[Supplied entries]
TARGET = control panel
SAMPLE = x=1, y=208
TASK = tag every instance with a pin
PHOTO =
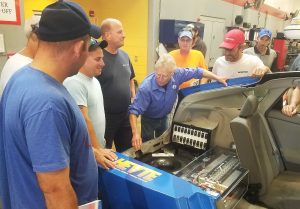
x=190, y=135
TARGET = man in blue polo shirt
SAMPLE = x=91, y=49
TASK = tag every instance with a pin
x=46, y=158
x=157, y=95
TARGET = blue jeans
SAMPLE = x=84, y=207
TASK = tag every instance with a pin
x=153, y=127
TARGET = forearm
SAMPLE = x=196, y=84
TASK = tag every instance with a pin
x=61, y=198
x=209, y=75
x=295, y=101
x=57, y=189
x=92, y=134
x=133, y=123
x=132, y=88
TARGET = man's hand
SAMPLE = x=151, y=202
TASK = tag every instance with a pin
x=136, y=141
x=259, y=72
x=289, y=110
x=105, y=157
x=222, y=80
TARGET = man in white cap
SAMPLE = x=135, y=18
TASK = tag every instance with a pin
x=262, y=49
x=23, y=57
x=235, y=63
x=185, y=57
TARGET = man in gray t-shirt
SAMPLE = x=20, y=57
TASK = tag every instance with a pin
x=86, y=91
x=262, y=50
x=117, y=86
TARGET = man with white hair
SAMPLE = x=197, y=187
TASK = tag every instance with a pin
x=23, y=57
x=156, y=96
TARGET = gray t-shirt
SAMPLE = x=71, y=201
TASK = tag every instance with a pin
x=115, y=82
x=296, y=64
x=87, y=92
x=267, y=58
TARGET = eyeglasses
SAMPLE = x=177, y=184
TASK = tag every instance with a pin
x=93, y=42
x=34, y=27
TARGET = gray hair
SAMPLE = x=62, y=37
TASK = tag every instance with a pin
x=166, y=62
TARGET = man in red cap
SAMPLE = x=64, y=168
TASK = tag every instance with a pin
x=234, y=63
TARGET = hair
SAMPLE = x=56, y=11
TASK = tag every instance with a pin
x=166, y=62
x=61, y=47
x=31, y=25
x=107, y=23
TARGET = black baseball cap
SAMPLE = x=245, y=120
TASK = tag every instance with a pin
x=63, y=21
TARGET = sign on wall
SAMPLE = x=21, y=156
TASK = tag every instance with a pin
x=10, y=12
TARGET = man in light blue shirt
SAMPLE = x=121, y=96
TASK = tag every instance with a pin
x=157, y=95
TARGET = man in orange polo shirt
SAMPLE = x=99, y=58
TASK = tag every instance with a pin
x=185, y=56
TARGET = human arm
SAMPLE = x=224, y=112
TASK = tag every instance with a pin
x=212, y=76
x=291, y=109
x=132, y=89
x=136, y=136
x=57, y=189
x=260, y=71
x=105, y=157
x=132, y=84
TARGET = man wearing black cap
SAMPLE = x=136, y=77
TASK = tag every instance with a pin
x=46, y=158
x=86, y=91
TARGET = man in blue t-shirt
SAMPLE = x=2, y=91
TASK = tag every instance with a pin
x=156, y=96
x=46, y=159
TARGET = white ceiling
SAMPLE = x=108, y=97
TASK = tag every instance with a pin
x=284, y=5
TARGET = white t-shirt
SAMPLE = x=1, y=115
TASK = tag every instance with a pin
x=87, y=92
x=243, y=67
x=14, y=63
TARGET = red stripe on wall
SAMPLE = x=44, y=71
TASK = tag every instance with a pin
x=263, y=8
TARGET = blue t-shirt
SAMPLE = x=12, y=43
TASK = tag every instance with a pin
x=42, y=130
x=154, y=101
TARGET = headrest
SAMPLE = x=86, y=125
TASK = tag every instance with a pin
x=249, y=107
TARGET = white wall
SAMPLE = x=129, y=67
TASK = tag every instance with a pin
x=284, y=5
x=191, y=9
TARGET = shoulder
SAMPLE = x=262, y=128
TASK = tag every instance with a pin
x=74, y=83
x=252, y=59
x=74, y=80
x=220, y=60
x=174, y=52
x=249, y=50
x=147, y=82
x=273, y=52
x=122, y=53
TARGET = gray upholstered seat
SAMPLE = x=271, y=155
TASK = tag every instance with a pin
x=278, y=189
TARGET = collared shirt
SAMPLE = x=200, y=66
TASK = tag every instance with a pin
x=267, y=58
x=155, y=101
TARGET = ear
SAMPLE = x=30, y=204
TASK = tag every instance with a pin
x=79, y=47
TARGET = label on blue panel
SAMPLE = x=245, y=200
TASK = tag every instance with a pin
x=135, y=170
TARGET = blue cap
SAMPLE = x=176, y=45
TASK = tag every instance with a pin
x=264, y=32
x=186, y=33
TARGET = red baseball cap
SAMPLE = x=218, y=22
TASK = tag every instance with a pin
x=233, y=38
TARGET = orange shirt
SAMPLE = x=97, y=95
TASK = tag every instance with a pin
x=193, y=59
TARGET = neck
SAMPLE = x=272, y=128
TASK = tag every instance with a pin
[/Supplied entries]
Prompt: Would you copy out exactly the lines from the one holding "SAMPLE = x=272, y=128" through the end of the entries above, both ends included?

Response below:
SAMPLE = x=272, y=128
TASK = tag every instance with a pin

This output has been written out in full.